(Image point grounding data)
################
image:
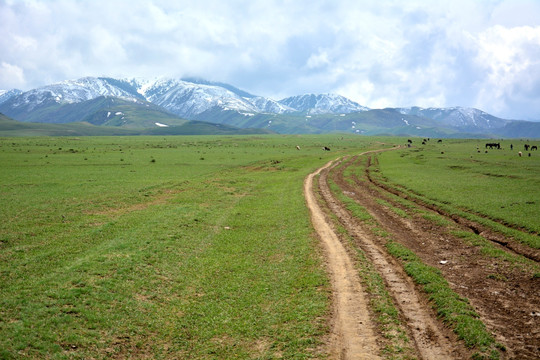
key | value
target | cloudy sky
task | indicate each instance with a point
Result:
(483, 54)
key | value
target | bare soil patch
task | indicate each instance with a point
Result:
(505, 294)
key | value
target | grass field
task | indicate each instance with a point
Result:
(160, 247)
(497, 184)
(200, 246)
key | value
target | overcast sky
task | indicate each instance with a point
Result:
(483, 54)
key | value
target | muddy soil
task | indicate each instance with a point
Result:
(504, 294)
(353, 333)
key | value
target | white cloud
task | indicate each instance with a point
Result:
(511, 58)
(378, 52)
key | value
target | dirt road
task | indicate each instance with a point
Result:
(353, 334)
(504, 295)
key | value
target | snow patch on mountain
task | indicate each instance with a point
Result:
(458, 117)
(322, 104)
(5, 95)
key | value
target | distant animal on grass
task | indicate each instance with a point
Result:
(493, 145)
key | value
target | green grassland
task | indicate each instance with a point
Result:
(461, 175)
(162, 247)
(199, 246)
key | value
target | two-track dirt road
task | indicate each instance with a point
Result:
(355, 334)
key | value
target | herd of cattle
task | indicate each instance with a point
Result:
(491, 145)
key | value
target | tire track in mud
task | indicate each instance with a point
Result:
(482, 230)
(431, 339)
(353, 335)
(504, 295)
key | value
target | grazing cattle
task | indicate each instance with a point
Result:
(493, 145)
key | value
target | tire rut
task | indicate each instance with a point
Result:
(504, 294)
(432, 340)
(353, 335)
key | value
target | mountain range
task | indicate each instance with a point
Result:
(167, 104)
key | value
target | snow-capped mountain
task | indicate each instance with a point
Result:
(69, 92)
(5, 95)
(322, 104)
(469, 119)
(266, 105)
(188, 99)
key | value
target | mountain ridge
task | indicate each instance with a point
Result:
(175, 100)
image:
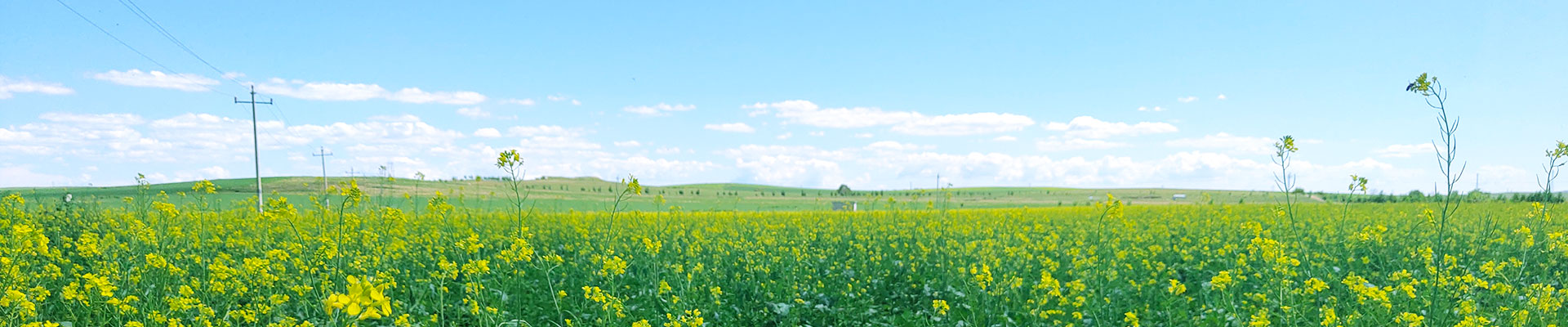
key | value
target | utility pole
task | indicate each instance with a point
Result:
(256, 145)
(323, 155)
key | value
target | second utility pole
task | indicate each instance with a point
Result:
(323, 153)
(256, 145)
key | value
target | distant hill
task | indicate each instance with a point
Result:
(591, 194)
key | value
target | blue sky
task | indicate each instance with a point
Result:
(800, 93)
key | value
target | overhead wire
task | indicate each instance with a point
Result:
(148, 20)
(134, 8)
(127, 46)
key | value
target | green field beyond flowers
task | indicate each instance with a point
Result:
(189, 260)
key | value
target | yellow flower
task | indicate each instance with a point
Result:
(364, 301)
(1220, 282)
(1176, 288)
(1410, 320)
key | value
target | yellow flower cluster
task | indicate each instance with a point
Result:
(364, 299)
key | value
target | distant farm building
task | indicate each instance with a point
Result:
(845, 206)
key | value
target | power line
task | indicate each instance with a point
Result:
(112, 35)
(257, 145)
(122, 43)
(148, 20)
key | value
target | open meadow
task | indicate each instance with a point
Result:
(175, 260)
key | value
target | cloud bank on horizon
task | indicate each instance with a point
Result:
(1032, 95)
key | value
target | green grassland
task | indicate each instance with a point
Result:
(591, 194)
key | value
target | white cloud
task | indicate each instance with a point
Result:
(363, 92)
(214, 173)
(322, 90)
(22, 177)
(913, 123)
(896, 146)
(550, 137)
(156, 79)
(1075, 143)
(964, 124)
(518, 101)
(1405, 150)
(731, 128)
(1090, 128)
(10, 87)
(541, 131)
(15, 136)
(474, 112)
(804, 112)
(1249, 145)
(419, 96)
(487, 132)
(659, 109)
(93, 119)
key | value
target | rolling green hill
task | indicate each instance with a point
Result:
(591, 194)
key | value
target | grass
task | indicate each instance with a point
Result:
(591, 194)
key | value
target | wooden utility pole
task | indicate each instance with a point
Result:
(323, 155)
(256, 145)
################
* [Action item]:
Whenever a picture appears, leave it out, and return every record exactly.

* [Response for this exercise]:
image:
key | value
target | cloudy sky
task | indicate each instance with a point
Result:
(483, 54)
key | value
target | bare soil patch
task | indicate each instance with a point
Result:
(505, 294)
key | value
target | grass field
task | indicate each instance with a point
Result:
(160, 247)
(497, 184)
(200, 246)
key | value
target | overcast sky
task | indicate each instance with a point
Result:
(483, 54)
key | value
target | muddy soil
task | indicate each instance with a point
Result:
(504, 294)
(353, 333)
key | value
target | white cloud
task | indicate each instance with a point
Result:
(511, 58)
(378, 52)
key | value
target | dirt road
task | indicate each instance with a point
Result:
(353, 334)
(504, 295)
key | value
target | snow patch on mountain
task | indicate each instance with a point
Result:
(458, 117)
(322, 104)
(5, 95)
key | value
target | distant animal on grass
task | indicate each instance with a point
Result:
(493, 145)
key | value
target | green grassland
task | indicate each instance with a point
Result:
(461, 175)
(162, 247)
(199, 246)
key | value
target | two-track dirt road
task | indicate each instance with a point
Result:
(355, 334)
key | value
target | herd of cattle
task | indicate each instance with a point
Result:
(491, 145)
key | value
target | tire track in mud
task | indicate each instance with a point
Result:
(482, 230)
(431, 339)
(353, 335)
(504, 295)
key | value
target | grazing cattle
task | indicate each instance with a point
Result:
(493, 145)
key | value
target | tire rut
task | indicate each instance with a point
Result:
(504, 294)
(432, 340)
(353, 335)
key | value
target | mountain range
task | indicate each instance with a point
Result:
(167, 104)
key | value
target | snow-capped mountain
task | indicate each instance with a point
Result:
(69, 92)
(5, 95)
(322, 104)
(469, 119)
(266, 105)
(188, 99)
key | value
target | mountain ridge
task | indicate each instance with a point
Result:
(175, 100)
image:
key | value
target | utility pole
task | indicate each instance with a point
Result:
(256, 145)
(323, 155)
key | value
target | second utility pole
task | indicate each instance with a point
Result:
(323, 153)
(256, 145)
key | value
target | distant hill
task | indicate each instance with a point
Result:
(591, 194)
key | value
target | blue sky
task | indicate each instance with a point
Result:
(800, 93)
key | value
target | overhead wire
task | indicate each instance with a point
Result:
(148, 20)
(134, 8)
(127, 46)
key | value
target | green field beyond flowers
task | indicate each instance with a point
Result:
(189, 260)
key | value
target | yellow flower
task | indicate each instance with a point
Result:
(364, 301)
(1220, 282)
(1176, 288)
(1410, 320)
key | value
target | yellow flower cluster
task | indicate each instance with a point
Result:
(364, 299)
key | value
target | distant farm building
task | indicate each instance with a point
Result:
(845, 206)
key | value
target | power line
task | indicate each instance with a point
Result:
(112, 35)
(257, 145)
(122, 43)
(148, 20)
key | value
target | open meadow
task | indicate each instance with a point
Result:
(175, 260)
key | value
target | cloud bank on horizon
task | indicate each instance with a point
Result:
(1032, 95)
key | value
target | green grassland
task | indicate each instance with a point
Result:
(591, 194)
key | value
target | white cloud
task | indicate each instance with a point
Result:
(363, 92)
(214, 173)
(322, 90)
(22, 177)
(913, 123)
(896, 146)
(550, 137)
(156, 79)
(1075, 143)
(964, 124)
(518, 101)
(1405, 150)
(731, 128)
(1090, 128)
(10, 87)
(541, 131)
(15, 136)
(474, 112)
(804, 112)
(1249, 145)
(419, 96)
(487, 132)
(659, 109)
(93, 119)
key | value
target | rolling green hill
task | indicate each instance with a point
Result:
(591, 194)
key | value
target | grass
task | indicate each instance with a point
Result:
(591, 194)
key | value
target | wooden utility pole
task | indicate each instance with a point
Result:
(323, 155)
(256, 145)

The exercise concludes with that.